== PROBLEM STATEMENT ==
Match on the string "dragonfly" in the entries below and return every matching line.
(PROVIDED RECORDS)
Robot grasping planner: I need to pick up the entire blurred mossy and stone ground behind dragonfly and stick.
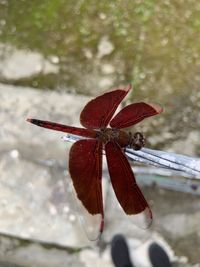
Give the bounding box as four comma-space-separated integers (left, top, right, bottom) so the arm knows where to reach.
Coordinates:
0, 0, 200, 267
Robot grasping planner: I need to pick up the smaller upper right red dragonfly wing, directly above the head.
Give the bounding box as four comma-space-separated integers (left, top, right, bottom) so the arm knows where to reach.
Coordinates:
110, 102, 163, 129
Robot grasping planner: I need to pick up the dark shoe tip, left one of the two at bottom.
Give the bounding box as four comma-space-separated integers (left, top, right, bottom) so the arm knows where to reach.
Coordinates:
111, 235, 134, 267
(End PROVIDED RECORDS)
(PROVIDED RECORDS)
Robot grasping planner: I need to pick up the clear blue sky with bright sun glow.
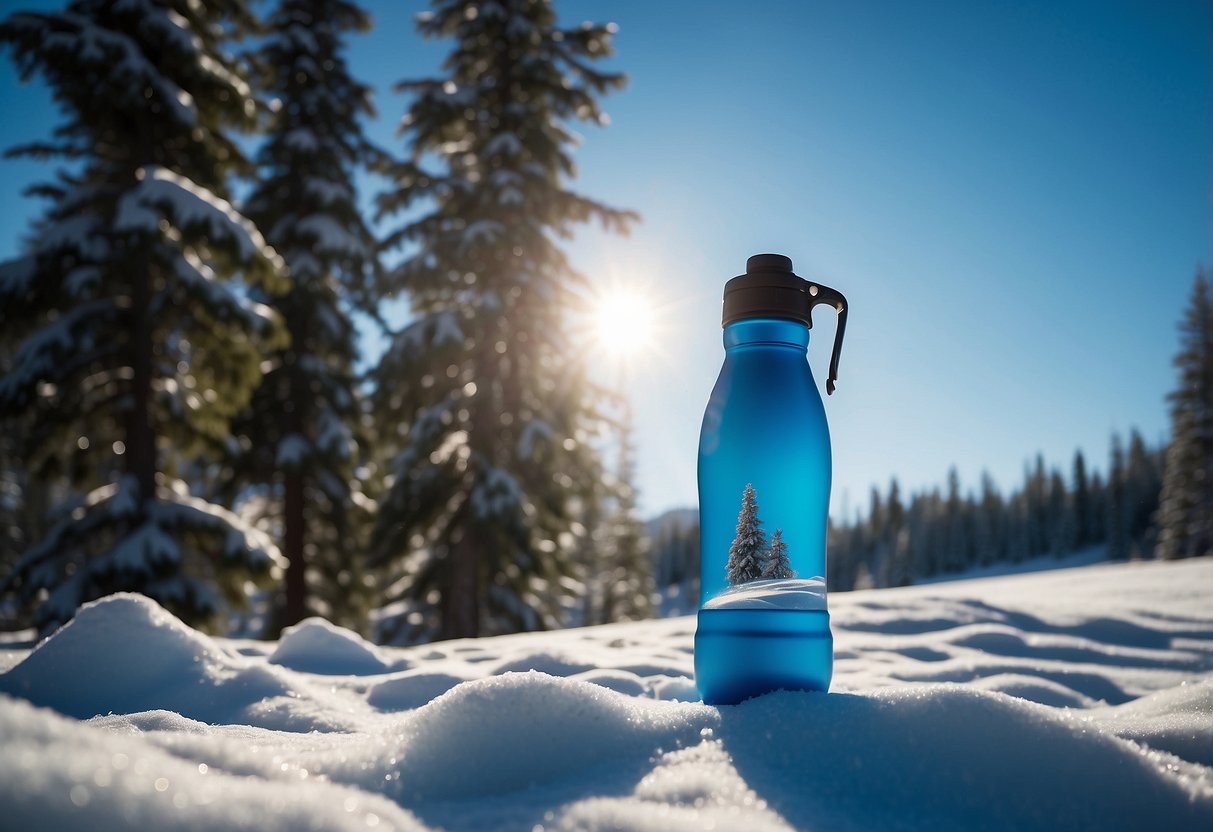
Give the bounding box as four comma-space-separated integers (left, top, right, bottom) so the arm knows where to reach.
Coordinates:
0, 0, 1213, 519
(End PROVIDED RECORDS)
(PROVIDED RECORDS)
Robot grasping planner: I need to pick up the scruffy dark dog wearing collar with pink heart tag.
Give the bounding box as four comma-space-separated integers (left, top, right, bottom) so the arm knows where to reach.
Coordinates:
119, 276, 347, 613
(End PROVIDED RECORDS)
== EXERCISE RESULT ==
Robot grasping planner: I need to pick up the entire blurred mossy and stone ground behind dragonfly and stick.
Robot grasping planner: I need to pick up the smaller upper right red dragonfly wing, directly above the head.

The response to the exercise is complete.